**ZIEL DER AUFGABE**
Filtere aus den Zeilen unten jede heraus, die das Wort „balcony“ enthält, und gib sie unverändert wieder. Dabei zählt die Groß- und Kleinschreibung.

Zeilen aus einem Datensatz zur Punktmarkierung:
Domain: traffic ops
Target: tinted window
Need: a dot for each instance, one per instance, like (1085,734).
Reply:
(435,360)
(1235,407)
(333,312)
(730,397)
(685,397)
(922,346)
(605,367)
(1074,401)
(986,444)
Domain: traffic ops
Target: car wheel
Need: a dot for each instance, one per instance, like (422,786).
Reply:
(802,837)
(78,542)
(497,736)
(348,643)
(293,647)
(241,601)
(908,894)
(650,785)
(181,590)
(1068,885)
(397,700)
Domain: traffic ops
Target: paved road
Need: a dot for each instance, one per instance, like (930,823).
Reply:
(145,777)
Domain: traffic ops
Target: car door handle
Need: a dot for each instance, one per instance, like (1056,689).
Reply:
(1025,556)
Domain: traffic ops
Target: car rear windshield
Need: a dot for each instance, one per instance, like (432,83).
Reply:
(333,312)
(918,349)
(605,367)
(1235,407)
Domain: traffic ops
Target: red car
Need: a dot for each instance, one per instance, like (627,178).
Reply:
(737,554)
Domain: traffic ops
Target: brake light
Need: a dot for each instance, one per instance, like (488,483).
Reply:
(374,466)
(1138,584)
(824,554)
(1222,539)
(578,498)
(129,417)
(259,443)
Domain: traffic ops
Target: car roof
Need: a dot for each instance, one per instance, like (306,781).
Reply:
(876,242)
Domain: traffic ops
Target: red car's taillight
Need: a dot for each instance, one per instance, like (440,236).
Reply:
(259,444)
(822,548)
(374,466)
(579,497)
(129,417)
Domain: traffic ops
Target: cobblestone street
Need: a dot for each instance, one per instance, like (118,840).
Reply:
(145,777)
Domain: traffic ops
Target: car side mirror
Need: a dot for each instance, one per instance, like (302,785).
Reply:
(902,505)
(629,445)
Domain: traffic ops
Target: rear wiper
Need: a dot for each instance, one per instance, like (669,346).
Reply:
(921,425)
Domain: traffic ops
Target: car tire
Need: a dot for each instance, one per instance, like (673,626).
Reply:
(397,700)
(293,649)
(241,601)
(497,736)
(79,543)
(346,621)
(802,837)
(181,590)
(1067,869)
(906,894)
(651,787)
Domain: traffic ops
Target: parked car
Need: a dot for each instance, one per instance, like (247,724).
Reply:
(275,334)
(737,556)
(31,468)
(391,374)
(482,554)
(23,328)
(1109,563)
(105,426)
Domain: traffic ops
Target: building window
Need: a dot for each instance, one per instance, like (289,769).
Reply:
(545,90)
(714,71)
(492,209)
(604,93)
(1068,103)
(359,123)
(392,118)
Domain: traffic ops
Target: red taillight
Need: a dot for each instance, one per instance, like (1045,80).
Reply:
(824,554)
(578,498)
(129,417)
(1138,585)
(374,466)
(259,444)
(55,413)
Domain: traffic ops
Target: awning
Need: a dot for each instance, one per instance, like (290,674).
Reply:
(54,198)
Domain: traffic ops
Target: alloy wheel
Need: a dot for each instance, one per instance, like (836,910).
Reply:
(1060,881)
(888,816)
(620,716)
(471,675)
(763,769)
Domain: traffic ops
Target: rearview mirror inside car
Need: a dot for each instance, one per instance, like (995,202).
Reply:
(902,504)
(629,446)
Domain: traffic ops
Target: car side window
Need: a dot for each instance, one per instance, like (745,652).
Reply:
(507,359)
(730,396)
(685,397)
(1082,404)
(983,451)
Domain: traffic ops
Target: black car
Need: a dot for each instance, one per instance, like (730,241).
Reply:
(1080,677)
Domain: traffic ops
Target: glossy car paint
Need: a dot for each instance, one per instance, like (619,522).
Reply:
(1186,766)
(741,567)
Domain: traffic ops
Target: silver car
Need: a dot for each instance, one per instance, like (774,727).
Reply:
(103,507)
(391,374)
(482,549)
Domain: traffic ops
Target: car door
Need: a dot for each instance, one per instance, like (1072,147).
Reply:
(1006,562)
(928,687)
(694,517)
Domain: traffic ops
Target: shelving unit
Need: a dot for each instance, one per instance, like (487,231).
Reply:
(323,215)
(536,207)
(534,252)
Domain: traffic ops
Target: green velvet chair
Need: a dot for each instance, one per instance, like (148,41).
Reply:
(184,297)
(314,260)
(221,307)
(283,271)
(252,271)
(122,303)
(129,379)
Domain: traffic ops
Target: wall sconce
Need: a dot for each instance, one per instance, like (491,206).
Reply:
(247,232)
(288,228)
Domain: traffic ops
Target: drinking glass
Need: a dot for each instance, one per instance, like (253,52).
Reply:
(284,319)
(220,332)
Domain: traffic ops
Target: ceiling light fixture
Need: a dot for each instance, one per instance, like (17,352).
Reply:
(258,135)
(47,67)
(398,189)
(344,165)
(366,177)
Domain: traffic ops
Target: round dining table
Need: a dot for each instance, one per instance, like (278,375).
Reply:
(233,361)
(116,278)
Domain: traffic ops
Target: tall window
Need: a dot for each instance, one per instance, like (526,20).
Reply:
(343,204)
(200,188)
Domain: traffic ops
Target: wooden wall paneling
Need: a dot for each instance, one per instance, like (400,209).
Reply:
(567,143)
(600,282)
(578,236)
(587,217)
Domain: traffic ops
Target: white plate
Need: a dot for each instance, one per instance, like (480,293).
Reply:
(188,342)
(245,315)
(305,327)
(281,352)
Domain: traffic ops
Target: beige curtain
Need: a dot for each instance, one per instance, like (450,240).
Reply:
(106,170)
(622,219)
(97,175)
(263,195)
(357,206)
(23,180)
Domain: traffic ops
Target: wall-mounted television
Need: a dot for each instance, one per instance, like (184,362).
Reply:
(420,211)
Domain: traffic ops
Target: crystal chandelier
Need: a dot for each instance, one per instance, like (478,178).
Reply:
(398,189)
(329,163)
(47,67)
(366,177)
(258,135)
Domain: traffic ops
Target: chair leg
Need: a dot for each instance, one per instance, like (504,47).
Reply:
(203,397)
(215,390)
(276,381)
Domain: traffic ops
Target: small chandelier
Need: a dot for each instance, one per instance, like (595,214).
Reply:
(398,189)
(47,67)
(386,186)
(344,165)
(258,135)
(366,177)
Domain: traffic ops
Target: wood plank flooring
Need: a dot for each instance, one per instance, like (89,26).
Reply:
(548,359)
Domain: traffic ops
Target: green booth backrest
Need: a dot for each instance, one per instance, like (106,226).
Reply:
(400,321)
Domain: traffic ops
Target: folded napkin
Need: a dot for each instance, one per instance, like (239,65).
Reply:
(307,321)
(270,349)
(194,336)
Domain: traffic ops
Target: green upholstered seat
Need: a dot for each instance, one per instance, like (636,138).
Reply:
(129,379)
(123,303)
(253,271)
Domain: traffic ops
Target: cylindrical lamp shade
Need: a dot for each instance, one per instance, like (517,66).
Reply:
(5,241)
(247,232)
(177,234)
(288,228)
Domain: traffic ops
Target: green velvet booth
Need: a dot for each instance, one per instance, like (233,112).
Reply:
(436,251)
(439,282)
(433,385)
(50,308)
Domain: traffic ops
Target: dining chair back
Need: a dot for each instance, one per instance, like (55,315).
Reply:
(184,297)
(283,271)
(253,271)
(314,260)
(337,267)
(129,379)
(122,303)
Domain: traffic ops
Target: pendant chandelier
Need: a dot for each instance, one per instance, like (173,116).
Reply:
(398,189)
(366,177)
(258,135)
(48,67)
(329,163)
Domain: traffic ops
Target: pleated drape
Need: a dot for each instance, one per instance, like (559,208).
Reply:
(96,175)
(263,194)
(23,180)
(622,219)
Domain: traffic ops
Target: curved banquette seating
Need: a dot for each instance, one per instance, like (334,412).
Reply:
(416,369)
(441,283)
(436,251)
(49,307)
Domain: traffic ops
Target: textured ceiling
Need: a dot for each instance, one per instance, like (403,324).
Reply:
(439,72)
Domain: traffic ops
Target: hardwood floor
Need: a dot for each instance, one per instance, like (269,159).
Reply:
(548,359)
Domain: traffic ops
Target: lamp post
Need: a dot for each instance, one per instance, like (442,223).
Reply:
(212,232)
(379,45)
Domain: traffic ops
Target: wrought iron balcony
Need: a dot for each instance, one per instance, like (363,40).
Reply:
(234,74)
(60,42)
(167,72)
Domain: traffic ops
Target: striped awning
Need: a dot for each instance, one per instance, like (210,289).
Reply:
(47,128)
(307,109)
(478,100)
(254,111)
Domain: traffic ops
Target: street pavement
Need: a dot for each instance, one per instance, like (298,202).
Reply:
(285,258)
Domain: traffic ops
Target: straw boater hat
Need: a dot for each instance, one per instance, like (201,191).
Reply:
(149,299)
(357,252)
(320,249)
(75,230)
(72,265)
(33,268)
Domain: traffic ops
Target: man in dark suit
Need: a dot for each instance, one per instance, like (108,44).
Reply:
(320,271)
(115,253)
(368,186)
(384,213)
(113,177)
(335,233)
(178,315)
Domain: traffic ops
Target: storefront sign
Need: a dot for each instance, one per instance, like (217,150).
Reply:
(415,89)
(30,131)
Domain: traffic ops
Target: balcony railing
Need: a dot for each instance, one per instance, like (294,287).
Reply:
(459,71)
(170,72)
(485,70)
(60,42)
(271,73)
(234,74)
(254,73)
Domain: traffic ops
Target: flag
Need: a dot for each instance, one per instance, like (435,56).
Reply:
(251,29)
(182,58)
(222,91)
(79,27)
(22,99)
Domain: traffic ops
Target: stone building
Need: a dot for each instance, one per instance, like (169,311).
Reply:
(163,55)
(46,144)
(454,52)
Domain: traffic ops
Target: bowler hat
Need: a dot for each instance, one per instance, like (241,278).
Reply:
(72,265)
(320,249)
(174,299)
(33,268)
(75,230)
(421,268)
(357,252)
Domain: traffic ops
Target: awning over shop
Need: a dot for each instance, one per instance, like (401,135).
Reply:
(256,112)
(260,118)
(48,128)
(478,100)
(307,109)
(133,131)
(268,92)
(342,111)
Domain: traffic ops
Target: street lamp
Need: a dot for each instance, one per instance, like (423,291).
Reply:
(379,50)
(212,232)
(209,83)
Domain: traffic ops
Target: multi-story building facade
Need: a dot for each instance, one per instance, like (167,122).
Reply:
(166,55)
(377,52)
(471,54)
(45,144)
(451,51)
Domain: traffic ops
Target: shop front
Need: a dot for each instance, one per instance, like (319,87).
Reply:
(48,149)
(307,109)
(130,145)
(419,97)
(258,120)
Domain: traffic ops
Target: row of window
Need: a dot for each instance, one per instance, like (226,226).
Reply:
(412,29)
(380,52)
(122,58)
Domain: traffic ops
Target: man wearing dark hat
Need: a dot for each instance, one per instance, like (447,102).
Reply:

**LÖSUNG**
Target: wrought iron balcony
Target: balcony railing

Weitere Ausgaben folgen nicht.